**TRY IT:** The expected output is the exact lines from the one containing "the bicycle frame" through the end of the data, inclusive, and nothing else.
· · ·
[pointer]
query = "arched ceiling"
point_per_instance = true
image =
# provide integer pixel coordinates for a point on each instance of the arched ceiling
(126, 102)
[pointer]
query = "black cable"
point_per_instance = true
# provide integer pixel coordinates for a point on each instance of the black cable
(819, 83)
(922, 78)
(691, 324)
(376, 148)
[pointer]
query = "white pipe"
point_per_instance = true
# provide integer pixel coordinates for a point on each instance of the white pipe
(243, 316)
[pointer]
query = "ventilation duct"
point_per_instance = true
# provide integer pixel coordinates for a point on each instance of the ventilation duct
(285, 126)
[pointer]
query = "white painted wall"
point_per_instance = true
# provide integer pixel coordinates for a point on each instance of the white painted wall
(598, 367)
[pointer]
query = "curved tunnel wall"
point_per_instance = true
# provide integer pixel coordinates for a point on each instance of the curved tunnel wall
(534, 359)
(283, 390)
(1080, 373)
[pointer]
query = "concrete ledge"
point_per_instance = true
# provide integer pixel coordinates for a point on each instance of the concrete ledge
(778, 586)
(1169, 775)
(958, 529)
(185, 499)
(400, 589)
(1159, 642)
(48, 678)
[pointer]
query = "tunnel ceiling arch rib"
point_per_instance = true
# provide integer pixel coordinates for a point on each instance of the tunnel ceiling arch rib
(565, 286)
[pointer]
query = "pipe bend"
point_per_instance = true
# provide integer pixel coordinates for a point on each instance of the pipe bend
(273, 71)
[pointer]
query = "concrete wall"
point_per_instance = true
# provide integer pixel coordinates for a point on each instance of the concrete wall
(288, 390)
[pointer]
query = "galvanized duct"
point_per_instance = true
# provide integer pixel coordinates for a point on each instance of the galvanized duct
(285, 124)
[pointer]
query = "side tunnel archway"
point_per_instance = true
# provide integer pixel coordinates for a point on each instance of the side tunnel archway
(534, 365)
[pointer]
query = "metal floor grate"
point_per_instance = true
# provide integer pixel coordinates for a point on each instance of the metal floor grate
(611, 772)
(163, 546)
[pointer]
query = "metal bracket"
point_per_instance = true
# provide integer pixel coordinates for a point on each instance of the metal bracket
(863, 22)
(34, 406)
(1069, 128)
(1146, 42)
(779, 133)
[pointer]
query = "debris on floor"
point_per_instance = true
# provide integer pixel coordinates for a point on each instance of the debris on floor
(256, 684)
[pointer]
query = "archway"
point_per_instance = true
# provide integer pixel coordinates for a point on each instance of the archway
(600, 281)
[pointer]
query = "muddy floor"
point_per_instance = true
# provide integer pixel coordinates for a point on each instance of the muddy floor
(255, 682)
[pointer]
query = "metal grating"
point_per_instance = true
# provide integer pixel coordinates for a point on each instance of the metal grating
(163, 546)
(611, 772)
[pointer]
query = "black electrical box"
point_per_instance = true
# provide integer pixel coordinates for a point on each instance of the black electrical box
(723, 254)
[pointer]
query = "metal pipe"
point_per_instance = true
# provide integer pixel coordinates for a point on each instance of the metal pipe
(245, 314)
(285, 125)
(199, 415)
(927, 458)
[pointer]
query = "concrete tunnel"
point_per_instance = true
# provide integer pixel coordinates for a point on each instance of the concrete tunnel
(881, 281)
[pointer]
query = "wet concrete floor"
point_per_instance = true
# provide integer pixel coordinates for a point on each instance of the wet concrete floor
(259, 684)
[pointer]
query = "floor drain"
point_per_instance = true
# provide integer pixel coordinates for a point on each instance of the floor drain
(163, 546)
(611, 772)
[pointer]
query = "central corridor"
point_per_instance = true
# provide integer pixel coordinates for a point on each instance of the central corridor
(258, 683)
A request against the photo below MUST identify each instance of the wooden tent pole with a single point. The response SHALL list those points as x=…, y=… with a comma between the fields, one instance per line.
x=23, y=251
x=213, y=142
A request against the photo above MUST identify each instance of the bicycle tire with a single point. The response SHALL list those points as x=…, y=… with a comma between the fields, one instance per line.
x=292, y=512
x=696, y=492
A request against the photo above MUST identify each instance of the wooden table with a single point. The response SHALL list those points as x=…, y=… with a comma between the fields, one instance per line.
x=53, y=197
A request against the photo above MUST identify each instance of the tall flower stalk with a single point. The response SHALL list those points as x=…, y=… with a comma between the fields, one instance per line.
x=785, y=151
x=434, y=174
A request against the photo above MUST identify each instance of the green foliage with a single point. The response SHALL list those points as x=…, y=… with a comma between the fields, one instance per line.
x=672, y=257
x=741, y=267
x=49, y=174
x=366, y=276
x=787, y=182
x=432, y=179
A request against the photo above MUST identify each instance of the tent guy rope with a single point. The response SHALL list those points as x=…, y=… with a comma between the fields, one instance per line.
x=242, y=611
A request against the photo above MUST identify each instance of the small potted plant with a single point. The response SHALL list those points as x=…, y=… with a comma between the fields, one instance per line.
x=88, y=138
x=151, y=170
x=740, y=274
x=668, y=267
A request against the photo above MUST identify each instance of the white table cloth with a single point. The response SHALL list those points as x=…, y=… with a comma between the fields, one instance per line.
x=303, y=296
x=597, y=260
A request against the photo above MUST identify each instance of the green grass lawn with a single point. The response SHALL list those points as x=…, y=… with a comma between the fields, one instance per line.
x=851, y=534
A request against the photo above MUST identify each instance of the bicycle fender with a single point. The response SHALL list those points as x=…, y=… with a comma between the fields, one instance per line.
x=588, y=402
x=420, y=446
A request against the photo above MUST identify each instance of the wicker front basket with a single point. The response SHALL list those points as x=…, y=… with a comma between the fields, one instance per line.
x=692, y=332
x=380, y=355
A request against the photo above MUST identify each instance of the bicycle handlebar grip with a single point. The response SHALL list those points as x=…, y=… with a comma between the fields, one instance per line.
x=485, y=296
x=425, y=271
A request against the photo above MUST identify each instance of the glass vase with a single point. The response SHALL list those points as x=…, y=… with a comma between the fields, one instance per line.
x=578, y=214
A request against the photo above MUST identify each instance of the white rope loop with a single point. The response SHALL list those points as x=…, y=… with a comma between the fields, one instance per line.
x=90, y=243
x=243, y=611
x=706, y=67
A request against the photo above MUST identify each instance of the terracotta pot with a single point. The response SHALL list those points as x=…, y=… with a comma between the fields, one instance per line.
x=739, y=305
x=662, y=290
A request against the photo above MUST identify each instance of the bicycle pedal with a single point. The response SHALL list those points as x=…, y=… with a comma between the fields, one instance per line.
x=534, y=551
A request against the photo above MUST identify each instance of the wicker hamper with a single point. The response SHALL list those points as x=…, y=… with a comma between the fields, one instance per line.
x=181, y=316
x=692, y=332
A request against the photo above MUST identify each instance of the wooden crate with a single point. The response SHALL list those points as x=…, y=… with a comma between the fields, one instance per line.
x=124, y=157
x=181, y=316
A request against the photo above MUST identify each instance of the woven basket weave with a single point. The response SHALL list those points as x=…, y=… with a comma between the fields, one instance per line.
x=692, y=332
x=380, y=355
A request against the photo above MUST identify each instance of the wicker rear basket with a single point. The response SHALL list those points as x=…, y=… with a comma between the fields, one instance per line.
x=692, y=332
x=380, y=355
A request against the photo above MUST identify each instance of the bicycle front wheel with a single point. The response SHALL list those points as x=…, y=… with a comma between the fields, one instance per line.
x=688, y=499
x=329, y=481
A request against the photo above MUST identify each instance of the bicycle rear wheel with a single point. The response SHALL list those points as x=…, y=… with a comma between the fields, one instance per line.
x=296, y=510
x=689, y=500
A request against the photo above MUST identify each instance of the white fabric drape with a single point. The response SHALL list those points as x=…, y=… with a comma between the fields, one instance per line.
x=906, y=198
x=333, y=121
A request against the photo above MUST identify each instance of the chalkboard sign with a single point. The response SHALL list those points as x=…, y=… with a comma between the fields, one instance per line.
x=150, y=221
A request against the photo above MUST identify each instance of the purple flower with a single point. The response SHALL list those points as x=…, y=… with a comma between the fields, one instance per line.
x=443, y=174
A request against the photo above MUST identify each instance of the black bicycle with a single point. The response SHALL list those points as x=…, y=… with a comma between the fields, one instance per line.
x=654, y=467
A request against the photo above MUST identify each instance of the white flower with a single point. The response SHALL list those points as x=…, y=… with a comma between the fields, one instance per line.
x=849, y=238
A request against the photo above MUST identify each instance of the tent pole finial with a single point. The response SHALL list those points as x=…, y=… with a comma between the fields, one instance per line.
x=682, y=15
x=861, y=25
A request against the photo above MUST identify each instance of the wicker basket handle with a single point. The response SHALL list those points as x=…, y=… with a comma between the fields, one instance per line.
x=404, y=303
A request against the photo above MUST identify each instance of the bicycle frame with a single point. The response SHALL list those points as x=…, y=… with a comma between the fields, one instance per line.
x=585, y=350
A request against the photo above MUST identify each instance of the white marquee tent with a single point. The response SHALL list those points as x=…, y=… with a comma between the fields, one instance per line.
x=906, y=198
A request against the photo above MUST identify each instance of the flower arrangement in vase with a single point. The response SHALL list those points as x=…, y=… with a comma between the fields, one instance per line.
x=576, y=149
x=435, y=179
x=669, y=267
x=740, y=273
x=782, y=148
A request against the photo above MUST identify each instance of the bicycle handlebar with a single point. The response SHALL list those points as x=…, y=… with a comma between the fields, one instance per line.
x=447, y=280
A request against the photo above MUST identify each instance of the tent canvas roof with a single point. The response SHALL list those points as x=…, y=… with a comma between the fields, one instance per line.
· · ·
**ANSWER SECTION:**
A request against the photo above MUST identify each instance of the bicycle frame with a single point. The response SHALL list those points as x=…, y=… with a comma between the fields, one instance per line.
x=585, y=350
A request against the photo above MUST identify each instance of the white marquee tent with a single point. The response SHALL list those points as x=…, y=… with a comma between the fields, one instance per line.
x=906, y=198
A request against the photo above MUST identify each instance of the flower arrangement in vase with a single point. The response SHALL list those points as x=…, y=… with a comma between the fields, one instance per line.
x=576, y=149
x=435, y=179
x=669, y=267
x=740, y=273
x=782, y=148
A request against the photo above MUST identify each instance of the bicycle handlebar with a single point. The response SHALL list those points as x=…, y=… with a comma between the fields, one instance per line.
x=447, y=280
A request against the photo above MUST identify each instance of the tent canvas roof with a single point. The response SHALL list those points as x=…, y=… with a comma between the fields, one instance per line.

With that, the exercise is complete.